Quoted text:
>>

SALT LAKE CITY (INPS | GIN) – A near-fatal encounter between a Kenyan-born youth and police in Salt Lake City, Utah, prompted an angry reaction from bystanders who challenged the official version of the incident given by police.
Seventeen-year-old Abdi Mohammed reportedly was in an altercation with other youths on Saturday night, February 27, and had picked up a broomstick as police arrived. In seconds, according to witnesses, police started firing shots at the teen without giving him a chance to surrender.
At a press briefing shortly after the incident, Salt Lake City Police Department confirmed that the shooting happened and that the scene was chaotic, necessitating the deployment of over a hundred police officers.
“He wasn’t even swinging at anybody and didn’t know that the cops were behind him. He barely turned around before they shot him,” protested Selam Mohammad, who was with his friend at the time of the shooting. He confirmed that his friend is from Kenya.
“The police said, ‘Drop it’, once, then they shot him four times,” Selam said. He and friends were trying to break up a fight before the police arrived. “But the police ran in on foot and had pulled their guns out already.”

<<

Given instruction A:
Collect every line of the rows below that contains the word "each".

Task material:
>>

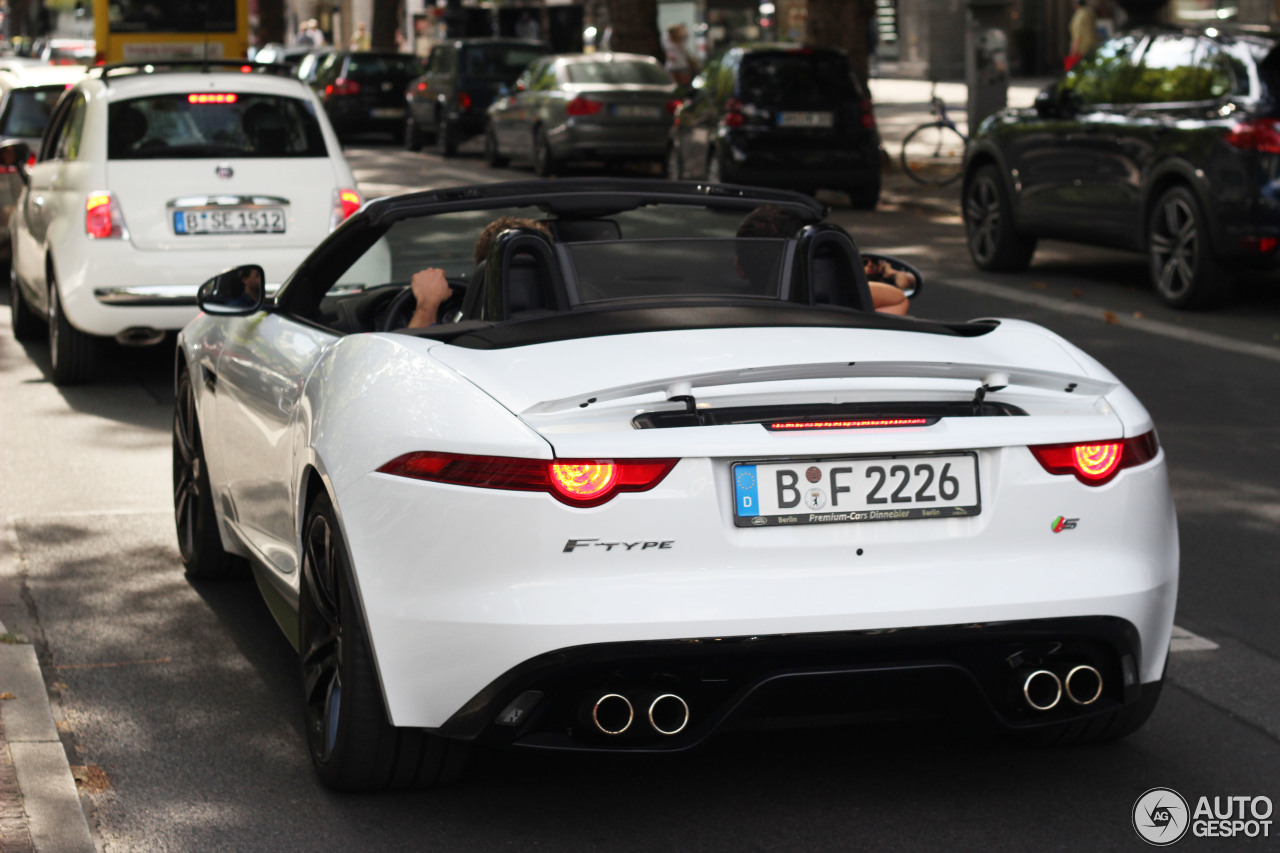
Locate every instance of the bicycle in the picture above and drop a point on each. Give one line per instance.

<<
>>

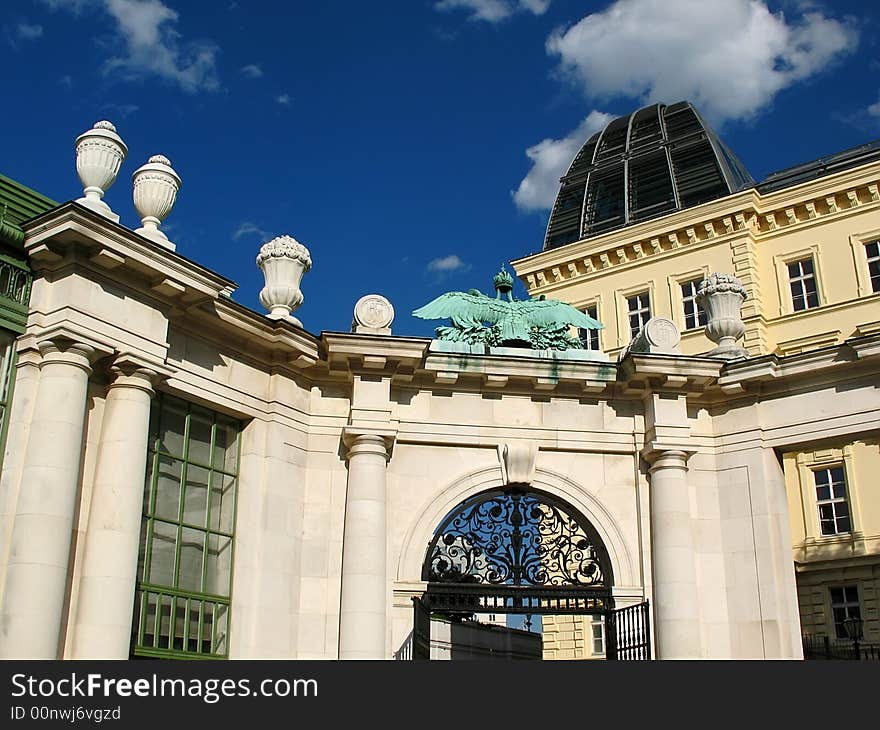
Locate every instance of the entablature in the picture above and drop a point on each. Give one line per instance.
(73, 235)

<<
>>

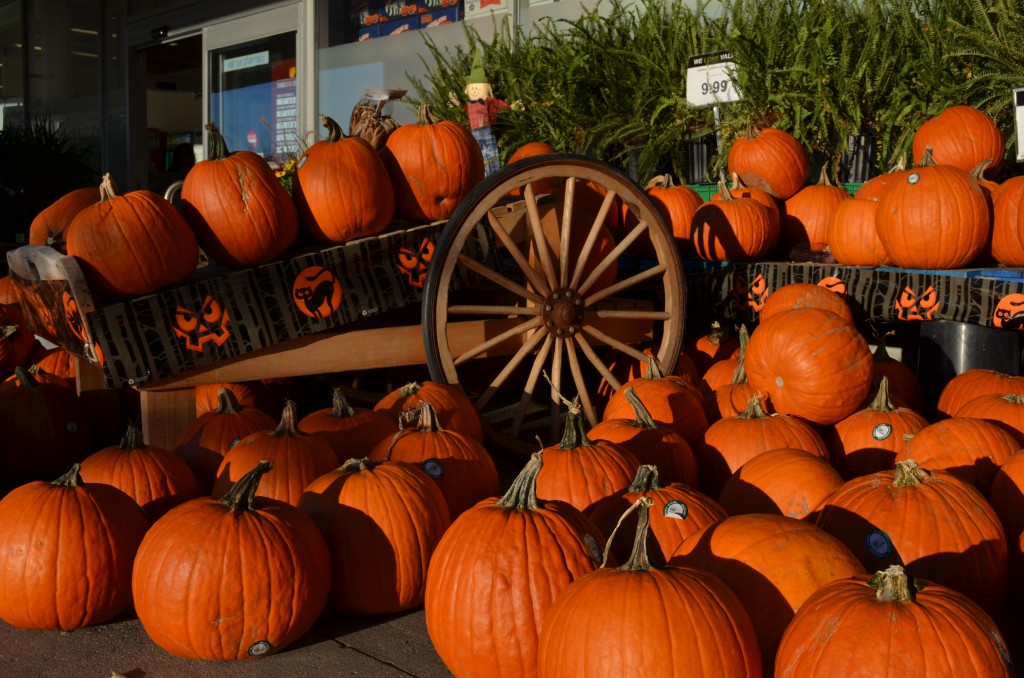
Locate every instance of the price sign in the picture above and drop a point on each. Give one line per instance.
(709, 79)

<<

Given instruction B:
Print the portion of the Salt Lake City shooting report above from "SALT LAKE CITY (INPS" up to and including "chance to surrender.", word for word.

Task answer A:
Locate every instance of the bicycle in the picture above and drop a point on each. Give one line per instance.
Locate every instance of the entablature in the picture above and drop a point on each. Give one line per instance.
Locate every instance of the price sign in the picture above and drop a point on each. Give one line per instance.

Task answer B:
SALT LAKE CITY (INPS | GIN) – A near-fatal encounter between a Kenyan-born youth and police in Salt Lake City, Utah, prompted an angry reaction from bystanders who challenged the official version of the incident given by police.
Seventeen-year-old Abdi Mohammed reportedly was in an altercation with other youths on Saturday night, February 27, and had picked up a broomstick as police arrived. In seconds, according to witnesses, police started firing shots at the teen without giving him a chance to surrender.